• Short problem: Copy the following lines verbatim, beginning at the line that contains "One point marks each instance of the black rubber" and stopping after the line that contains "x=189, y=105".

• Some rows:
■ ■ ■ ■ ■
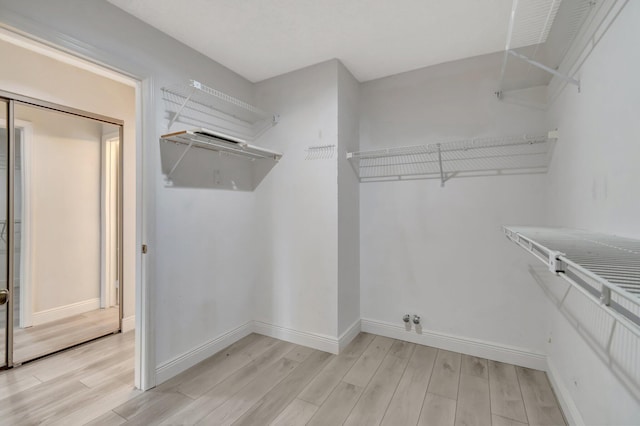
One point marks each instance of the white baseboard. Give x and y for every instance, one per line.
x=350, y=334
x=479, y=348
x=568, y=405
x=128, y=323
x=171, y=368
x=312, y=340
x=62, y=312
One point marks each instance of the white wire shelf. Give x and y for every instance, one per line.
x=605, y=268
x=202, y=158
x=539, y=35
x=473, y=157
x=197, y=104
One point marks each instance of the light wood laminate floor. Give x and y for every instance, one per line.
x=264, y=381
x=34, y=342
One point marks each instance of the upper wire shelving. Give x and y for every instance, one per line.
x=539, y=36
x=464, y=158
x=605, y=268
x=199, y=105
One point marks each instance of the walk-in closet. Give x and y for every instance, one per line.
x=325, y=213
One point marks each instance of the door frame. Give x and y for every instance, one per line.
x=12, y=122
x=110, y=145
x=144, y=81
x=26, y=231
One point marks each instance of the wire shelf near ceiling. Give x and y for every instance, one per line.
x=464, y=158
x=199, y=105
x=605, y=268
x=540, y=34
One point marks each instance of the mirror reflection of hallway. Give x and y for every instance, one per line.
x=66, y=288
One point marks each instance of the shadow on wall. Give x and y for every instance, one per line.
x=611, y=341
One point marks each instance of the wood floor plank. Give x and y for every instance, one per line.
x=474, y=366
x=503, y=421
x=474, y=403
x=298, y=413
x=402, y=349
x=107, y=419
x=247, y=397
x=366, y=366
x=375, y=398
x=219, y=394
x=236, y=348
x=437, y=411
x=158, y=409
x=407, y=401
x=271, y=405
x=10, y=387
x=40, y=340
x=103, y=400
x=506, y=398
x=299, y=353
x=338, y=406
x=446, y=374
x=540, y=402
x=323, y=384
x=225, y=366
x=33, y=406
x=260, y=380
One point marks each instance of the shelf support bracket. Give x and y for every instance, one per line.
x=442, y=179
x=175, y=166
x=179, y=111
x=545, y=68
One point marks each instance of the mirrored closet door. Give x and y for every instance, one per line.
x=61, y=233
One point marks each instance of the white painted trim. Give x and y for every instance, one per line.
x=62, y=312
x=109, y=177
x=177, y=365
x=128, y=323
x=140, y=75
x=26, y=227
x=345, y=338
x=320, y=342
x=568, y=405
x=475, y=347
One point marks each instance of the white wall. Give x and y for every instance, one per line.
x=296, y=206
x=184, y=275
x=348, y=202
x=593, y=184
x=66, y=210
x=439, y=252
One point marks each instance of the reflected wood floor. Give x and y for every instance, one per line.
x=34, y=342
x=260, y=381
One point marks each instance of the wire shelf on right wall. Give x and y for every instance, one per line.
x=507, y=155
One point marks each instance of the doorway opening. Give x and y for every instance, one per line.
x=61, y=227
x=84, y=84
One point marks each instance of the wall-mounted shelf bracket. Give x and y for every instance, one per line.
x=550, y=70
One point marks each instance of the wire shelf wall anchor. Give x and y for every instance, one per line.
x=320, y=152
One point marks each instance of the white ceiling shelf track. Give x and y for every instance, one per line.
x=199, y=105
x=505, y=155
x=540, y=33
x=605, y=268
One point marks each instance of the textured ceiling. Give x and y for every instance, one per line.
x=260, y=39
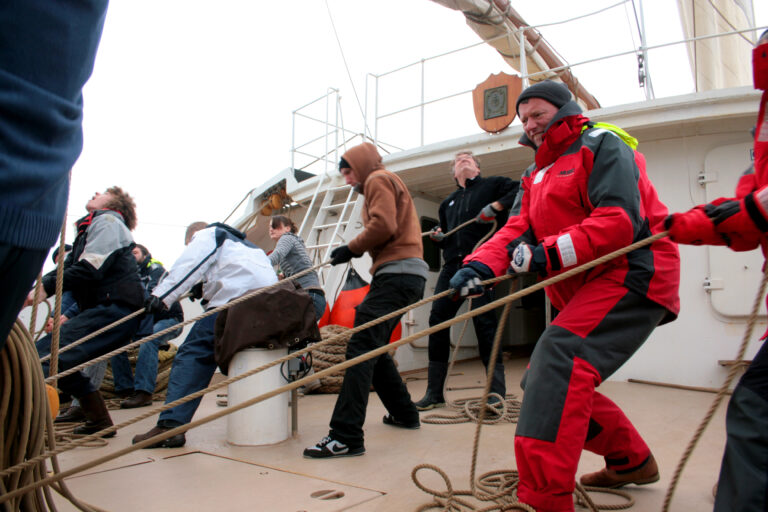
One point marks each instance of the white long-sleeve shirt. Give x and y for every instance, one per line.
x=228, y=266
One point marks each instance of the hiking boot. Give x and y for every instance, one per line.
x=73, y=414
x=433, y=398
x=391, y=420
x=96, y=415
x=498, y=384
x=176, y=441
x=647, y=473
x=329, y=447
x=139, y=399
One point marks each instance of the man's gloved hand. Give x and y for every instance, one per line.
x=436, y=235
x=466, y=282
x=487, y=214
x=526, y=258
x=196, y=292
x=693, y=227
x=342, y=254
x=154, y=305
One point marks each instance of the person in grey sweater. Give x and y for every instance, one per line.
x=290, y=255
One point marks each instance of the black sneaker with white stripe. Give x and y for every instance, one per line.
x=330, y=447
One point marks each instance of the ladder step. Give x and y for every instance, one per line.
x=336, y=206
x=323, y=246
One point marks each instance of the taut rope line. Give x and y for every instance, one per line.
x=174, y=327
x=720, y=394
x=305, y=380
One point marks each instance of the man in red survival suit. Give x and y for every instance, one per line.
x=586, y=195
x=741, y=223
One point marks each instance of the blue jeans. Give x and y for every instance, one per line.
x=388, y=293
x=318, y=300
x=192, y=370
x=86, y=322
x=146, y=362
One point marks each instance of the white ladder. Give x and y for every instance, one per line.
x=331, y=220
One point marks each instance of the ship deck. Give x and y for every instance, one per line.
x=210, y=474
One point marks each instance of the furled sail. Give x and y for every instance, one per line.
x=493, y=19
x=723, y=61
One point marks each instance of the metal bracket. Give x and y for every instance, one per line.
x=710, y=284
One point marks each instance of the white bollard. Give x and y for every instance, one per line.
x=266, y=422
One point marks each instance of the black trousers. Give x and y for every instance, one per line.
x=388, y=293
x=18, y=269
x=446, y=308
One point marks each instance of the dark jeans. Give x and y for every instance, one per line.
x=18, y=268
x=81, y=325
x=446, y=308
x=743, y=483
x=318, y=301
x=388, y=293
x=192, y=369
■ ■ ■ ■ ■
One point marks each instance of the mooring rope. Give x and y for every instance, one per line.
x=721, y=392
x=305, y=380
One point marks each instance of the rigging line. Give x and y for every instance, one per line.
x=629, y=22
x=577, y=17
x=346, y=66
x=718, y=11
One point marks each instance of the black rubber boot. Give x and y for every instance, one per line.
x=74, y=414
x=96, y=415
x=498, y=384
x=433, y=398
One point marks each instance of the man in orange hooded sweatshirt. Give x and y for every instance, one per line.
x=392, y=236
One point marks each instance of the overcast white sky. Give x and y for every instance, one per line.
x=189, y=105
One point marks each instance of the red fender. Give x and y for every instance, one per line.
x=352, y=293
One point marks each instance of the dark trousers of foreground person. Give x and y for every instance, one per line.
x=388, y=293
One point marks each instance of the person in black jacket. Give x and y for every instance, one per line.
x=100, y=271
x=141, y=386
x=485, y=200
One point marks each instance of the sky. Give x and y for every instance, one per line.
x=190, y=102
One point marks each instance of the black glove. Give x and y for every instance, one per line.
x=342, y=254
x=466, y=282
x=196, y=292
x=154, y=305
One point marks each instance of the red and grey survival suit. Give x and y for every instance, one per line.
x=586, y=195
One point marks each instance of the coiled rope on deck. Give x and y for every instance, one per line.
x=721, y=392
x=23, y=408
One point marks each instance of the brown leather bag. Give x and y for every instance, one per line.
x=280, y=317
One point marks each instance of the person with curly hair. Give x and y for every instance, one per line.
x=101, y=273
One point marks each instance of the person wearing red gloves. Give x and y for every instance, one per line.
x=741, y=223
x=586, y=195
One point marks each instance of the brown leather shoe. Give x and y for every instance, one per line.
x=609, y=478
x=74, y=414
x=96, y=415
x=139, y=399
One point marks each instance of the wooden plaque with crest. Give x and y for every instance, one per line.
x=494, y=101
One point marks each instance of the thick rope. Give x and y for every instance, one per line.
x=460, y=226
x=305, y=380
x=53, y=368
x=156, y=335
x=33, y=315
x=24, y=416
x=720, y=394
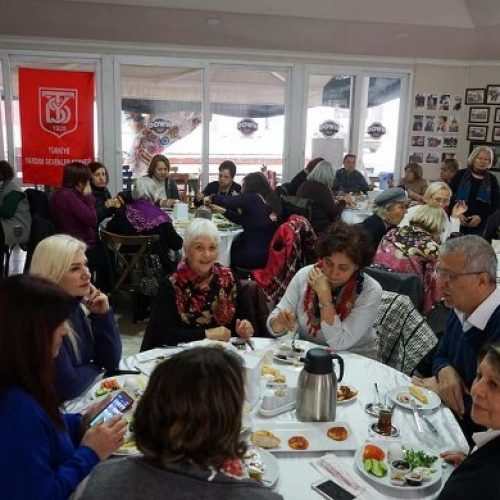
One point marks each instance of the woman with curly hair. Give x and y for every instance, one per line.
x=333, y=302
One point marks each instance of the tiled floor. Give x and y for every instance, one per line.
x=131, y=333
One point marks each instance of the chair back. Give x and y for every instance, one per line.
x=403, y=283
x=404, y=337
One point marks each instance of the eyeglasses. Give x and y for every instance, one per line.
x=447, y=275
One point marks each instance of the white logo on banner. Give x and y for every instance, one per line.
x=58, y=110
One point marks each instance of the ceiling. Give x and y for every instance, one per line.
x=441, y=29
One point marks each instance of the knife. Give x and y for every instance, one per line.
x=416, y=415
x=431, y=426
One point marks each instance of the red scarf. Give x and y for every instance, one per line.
■ ■ ■ ■ ■
• Exercise response:
One point marks each instance of the black rubber boot. Give x and y for every instance, one per line.
x=74, y=414
x=96, y=415
x=498, y=384
x=433, y=398
One point marks each instance of the man in orange hooded sweatshirt. Give x and y for every instance, one per line.
x=392, y=236
One point marks each instance of the overcast white sky. Give x and y for every instance, one per line.
x=189, y=105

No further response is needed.